Pick up the book-review blog posts below right after their last sentence and keep writing in the same voice.

** BEGIN PASSAGE GIVEN **

I liked it because it drives home the reality that marriage+career+family isn't the modern woman's happy-ever-after any more. It takes a heck of a lot of hard work and luck to make all three possible, let alone even a happy situation, and so many people are challenged in one department or another.

It's been a while since I returned these to the library so I've actually forgotten the characters' names!! The couple in the story are dealing with infertility and failed attempts at assisted reproduction, and it takes a bitter toll on their marriage. He turns to another woman's comfort to deal with her anger and resentment, which is inexcusable but so human. They still love each other, they try to work things out, but eventually she decides that their differences (beyond just the infidelity) will keep them unhappy with each other.

Sunday, September 03, 2006

The End of California



This has to be one of the most compelling bits of fiction I've read in a while. It's set in Loring, Mississippi, the home town of a former football star and once-successful doctor who returns after suffering professional and personal disgrace in California.

Pete Barrington brings his wife Angela and their daughter Toni back to start their lives over. Their lives quickly intersect with Tim (Pete's best friend in high school), Mason (who becomes enamored of Toni) and his father Alan (who like Tim has a history with Pete but not in a similarly amicable fashion).

There is a lot of lust, repressed anger, secrecy, deception, retribution and small-town intrigue that culminates in tragedy.

The end is satisfyingly real and gritty, and not easy for readers who hope for happy endings. But it is beautifully written, and there is a small smidgen of hope on the last few pages.

Saturday, September 02, 2006

Armed Madhouse




LTNE!! (Long time no entry.) Not that I haven't been reading--I've actually read tons over the past 3 weeks. This book kind of depressed me though and I lost my drive to write about what I've been reading.

Greg Palast is famous for having detailed exactly how Al Gore "lost" the presidential elections of 2000. (Michael Moore talked about it in his book, Stupid White Men, but he relied mostly on Palast's research.) His new book spends a lot of ink on figuring out the reason the US is involved in Iraq (it IS the oil, but not the way most people think), a fair amount on how Kerry "lost" the election of 2004, some on how more election shenanigans will take place in 2008, some on the state of the nation.

He couches a lot of his disturbing assertions in humor, which I enjoyed initially then began to find irritating. Come on, man--this is serious shit you're talking about!! Be serious about it!!

** END PASSAGE GIVEN **
** BEGIN EXTRACTED INFORMATION **

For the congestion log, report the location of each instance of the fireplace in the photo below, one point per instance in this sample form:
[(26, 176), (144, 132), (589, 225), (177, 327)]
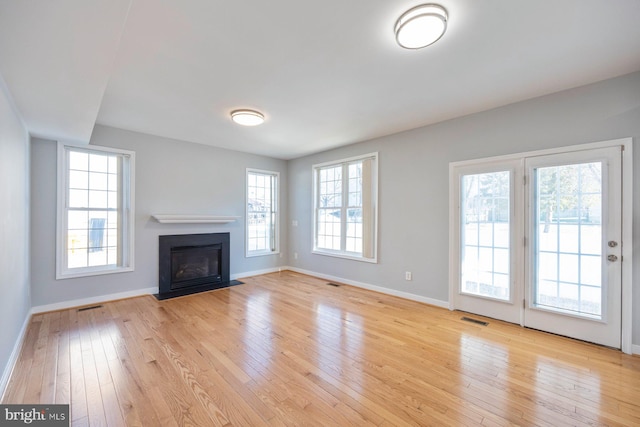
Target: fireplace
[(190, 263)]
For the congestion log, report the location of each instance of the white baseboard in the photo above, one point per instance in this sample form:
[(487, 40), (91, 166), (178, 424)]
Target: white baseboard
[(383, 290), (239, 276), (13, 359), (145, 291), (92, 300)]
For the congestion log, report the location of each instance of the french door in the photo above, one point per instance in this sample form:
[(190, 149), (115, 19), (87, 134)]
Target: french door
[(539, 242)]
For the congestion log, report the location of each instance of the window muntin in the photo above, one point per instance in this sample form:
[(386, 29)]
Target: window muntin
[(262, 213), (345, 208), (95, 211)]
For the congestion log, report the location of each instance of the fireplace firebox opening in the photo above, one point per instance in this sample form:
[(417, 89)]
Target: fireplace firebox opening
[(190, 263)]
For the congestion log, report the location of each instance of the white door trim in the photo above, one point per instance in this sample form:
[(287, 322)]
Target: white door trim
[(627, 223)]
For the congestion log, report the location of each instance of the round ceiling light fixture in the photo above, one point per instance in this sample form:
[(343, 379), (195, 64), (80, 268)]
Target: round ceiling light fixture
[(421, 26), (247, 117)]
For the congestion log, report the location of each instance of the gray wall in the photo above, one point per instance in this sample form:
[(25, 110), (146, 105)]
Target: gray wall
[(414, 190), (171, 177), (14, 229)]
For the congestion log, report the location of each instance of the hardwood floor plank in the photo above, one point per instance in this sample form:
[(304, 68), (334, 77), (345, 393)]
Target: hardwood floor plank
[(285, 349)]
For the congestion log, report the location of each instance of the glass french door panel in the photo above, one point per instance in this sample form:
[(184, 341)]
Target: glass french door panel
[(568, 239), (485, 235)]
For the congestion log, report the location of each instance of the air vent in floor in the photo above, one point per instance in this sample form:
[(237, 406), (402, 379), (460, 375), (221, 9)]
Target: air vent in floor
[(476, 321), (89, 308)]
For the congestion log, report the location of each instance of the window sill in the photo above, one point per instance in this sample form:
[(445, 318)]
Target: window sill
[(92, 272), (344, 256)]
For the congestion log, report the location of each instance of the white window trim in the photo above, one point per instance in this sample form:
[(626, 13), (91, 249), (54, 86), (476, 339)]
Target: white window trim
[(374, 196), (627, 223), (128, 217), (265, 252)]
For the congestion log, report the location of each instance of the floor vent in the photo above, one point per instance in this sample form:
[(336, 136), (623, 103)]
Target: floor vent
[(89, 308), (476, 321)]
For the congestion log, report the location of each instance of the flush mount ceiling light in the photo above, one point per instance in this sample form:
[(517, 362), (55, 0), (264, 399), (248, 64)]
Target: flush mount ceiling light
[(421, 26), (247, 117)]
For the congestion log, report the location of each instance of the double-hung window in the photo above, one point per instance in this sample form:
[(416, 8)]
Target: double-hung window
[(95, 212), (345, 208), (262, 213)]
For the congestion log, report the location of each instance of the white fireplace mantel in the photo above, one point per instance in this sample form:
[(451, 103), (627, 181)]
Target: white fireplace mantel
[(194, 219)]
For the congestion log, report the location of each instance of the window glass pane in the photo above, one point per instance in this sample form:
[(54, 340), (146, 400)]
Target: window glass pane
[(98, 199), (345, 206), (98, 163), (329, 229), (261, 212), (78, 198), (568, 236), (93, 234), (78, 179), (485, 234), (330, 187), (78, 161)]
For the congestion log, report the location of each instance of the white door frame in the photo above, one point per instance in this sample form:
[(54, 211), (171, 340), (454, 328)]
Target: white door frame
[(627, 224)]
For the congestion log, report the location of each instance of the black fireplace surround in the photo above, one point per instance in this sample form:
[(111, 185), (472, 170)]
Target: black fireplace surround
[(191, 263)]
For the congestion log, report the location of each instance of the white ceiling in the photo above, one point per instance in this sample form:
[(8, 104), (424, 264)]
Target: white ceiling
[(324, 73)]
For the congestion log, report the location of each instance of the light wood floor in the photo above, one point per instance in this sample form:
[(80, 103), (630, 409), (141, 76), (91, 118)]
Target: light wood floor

** END EXTRACTED INFORMATION **

» **REPLY**:
He backs up his statements with references to documents and interviews with key witnesses and I had no reason to believe that he would fabricate this entire book. (I found his last book, The Best Democracy Money Can Buy, really well-grounded in fact and do trust in his credibility.)

His assertions on American involvement in Iraq are a little hard to follow (because they do go round and about) but completely plausible. I feel though that the value of the book is in its discussion of past and future election fraud. I think Americans should read this book if only to have their eyes opened to the possibility that their democracy has been shanghaied. I come from a country where electoral cheating is the norm rather than the exception, so I don't have any difficulty believing that people are capable of twisting the system to benefit one political party or another. I feel that if more people were ready to question the electoral process and their elected leaders America will probably be able to rectify many of the mistakes it's made in the last half-century.

I brought up the issue of possible electoral cheating with some of my American friends. Their general reaction (in spite of being mostly avowed Democrats) is that their faith in the electoral system is steadfast, that it's still worth trusting in.

Sadly, any electoral system--even in this great democracy--isn't designed, maintained, or executed by God--which is the only way it can be considered infallible and foolproof. Human minds and hands are responsible for seeing that the system works. And Palast makes it clear that if the human minds and hands are determined to subvert the system, the system can be gamed.